- AIM OF THE TASK -
Copy out all of the records below, changing every "with a single point" to "with one point" and keeping everything else the same.

- ITEMS -
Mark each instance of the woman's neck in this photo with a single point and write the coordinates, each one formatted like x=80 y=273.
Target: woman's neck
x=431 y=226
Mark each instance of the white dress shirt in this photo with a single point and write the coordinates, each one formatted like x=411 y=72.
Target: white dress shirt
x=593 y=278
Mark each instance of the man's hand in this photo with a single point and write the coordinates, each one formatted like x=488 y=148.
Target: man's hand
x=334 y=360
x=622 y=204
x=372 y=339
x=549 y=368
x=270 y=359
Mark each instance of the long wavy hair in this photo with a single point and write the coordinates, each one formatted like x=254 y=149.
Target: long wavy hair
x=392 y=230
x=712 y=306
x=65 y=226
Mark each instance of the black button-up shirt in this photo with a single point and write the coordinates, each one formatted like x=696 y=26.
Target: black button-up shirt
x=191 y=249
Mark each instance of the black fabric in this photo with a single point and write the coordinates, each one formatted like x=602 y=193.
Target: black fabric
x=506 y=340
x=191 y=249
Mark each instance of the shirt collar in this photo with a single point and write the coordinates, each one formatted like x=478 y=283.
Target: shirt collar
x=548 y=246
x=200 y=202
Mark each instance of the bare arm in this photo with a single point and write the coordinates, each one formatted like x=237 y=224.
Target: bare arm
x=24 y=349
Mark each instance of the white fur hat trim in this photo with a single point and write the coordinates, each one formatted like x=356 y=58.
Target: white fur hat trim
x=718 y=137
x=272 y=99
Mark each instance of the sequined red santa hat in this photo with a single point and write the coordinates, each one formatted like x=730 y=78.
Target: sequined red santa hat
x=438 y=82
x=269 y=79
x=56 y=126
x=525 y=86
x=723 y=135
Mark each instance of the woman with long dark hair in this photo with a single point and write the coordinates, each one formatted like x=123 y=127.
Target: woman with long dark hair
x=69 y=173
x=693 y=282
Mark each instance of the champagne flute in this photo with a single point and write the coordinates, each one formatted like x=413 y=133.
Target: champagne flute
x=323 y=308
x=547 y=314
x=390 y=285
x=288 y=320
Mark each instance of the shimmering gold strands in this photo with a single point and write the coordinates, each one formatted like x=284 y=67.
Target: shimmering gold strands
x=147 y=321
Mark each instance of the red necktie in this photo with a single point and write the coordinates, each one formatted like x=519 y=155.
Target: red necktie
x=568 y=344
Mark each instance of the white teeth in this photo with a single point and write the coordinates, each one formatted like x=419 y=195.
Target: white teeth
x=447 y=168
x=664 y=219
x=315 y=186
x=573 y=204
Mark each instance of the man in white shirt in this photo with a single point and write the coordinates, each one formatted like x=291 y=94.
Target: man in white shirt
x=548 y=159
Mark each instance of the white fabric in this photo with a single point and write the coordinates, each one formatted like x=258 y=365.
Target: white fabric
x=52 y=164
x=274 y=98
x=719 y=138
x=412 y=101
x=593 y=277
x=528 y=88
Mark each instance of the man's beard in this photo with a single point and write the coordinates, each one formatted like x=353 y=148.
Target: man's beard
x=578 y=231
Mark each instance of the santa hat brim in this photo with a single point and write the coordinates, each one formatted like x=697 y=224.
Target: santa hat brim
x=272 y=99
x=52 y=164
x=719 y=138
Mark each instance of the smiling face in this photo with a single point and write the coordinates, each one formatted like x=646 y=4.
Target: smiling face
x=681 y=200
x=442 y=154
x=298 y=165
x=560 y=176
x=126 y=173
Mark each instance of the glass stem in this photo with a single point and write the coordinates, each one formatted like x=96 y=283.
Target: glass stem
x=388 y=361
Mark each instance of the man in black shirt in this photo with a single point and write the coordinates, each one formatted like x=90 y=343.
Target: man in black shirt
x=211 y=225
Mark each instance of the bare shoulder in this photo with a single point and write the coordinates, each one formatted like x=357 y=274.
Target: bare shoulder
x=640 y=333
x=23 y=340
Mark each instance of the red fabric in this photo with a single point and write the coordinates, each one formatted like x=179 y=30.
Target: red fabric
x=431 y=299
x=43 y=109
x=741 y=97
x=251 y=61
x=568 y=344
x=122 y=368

- FINISHED EXERCISE -
Mark each instance of the woman's neck in this photo with one point and write the coordinates, each one formatted like x=80 y=273.
Target: woman's neck
x=431 y=226
Mark each instance of the white dress shirt in this photo with one point and write the coordinates, each one formatted like x=411 y=72.
Target: white dress shirt
x=593 y=278
Mark each instance of the man's hand in this photo with one point and write the coordinates, each one formatted like x=488 y=148.
Target: man's hand
x=334 y=360
x=622 y=204
x=372 y=339
x=549 y=368
x=270 y=359
Mark each instance of the long wavy hair in this photo with one point and write the coordinates, each one formatted like x=254 y=149.
Target: long wavy hair
x=392 y=230
x=712 y=306
x=65 y=226
Mark each instance of the black button-up shirt in this photo with one point and write the coordinates, each one formatted like x=696 y=26.
Target: black button-up shirt
x=191 y=249
Mark each instance of the black fabric in this photo with one point and write the coordinates, each one formatted like x=602 y=193.
Target: black fabric
x=506 y=340
x=191 y=249
Mark each instance of the shirt collar in this photo with one point and write the coordinates, each one formatted like x=478 y=283.
Target: shirt collar
x=548 y=246
x=200 y=202
Mark each instance of the bare arm in this photo with one point and write the coordinates, each one formatted like x=237 y=224.
Target: bare arm
x=24 y=349
Mark each instance of the white fur hat trim in this photo with one point and write the coordinates, each one formatted like x=356 y=58.
Target: white fur hat trim
x=718 y=137
x=272 y=99
Mark each instance of the sequined red santa hat in this photo with one point and write the coordinates, each one formatted like x=730 y=78.
Target: sequined red santa hat
x=438 y=82
x=269 y=79
x=56 y=126
x=525 y=86
x=723 y=135
Mark each instance of the woman with long dark hair in this photo with one point and write the coordinates, each one formatted like x=123 y=127.
Target: woman with long dark hair
x=69 y=173
x=693 y=282
Mark each instance of the champagne flute in this photo with one point and write the coordinates, each one formatted like x=413 y=133.
Target: champagne flute
x=323 y=308
x=547 y=314
x=390 y=285
x=288 y=320
Mark each instance of the shimmering gold strands in this photo with one point and write the coordinates, each one formatted like x=284 y=67.
Target: shimmering gold strands
x=147 y=321
Mark each instance of the red necktie in this photo with one point and write the coordinates, each one formatted like x=519 y=155.
Target: red necktie
x=568 y=344
Mark each instance of the white teeth in this photo with one point and write the coordinates, each one formatted like x=419 y=195.
Target: white teeth
x=447 y=168
x=664 y=219
x=315 y=186
x=573 y=204
Mark each instance of the man in white shirt in this photo with one point and write the coordinates, each one formatted like x=291 y=94.
Target: man in white shirt
x=548 y=159
Mark each instance of the white fabric in this photo with one point and write the coordinates, each one formatted like x=258 y=365.
Target: white fabric
x=52 y=164
x=274 y=98
x=719 y=138
x=412 y=101
x=593 y=277
x=528 y=88
Mark each instance of the man's beard in this photo with one point and write the coordinates, each one formatted like x=353 y=148.
Target: man's beard
x=578 y=231
Mark each instance of the santa hat brim in this photo with one point and write the coordinates, each one formatted like x=697 y=224.
Target: santa hat brim
x=272 y=99
x=52 y=164
x=719 y=138
Mark each instance of the smiling face in this photo with one point and write the coordinates, each one formatted like x=646 y=4.
Target: smiling face
x=681 y=200
x=442 y=154
x=298 y=165
x=560 y=176
x=126 y=173
Mark each instance of the glass stem in this photo with one point and write the coordinates, each one formatted like x=96 y=283.
Target: glass stem
x=388 y=361
Mark each instance of the man in black shirt in this photo with one point and write the coordinates, each one formatted like x=90 y=343.
Target: man in black shirt
x=211 y=225
Mark each instance of the bare shoulder in this photo with one point and write the coordinates, each one formatted like x=357 y=274.
Target: bare shoulder
x=640 y=333
x=23 y=340
Mark each instance of the red fabric in this photo with one point and write the coordinates, each one formatted like x=179 y=30.
Target: red fabric
x=431 y=299
x=43 y=109
x=741 y=97
x=251 y=61
x=568 y=344
x=122 y=368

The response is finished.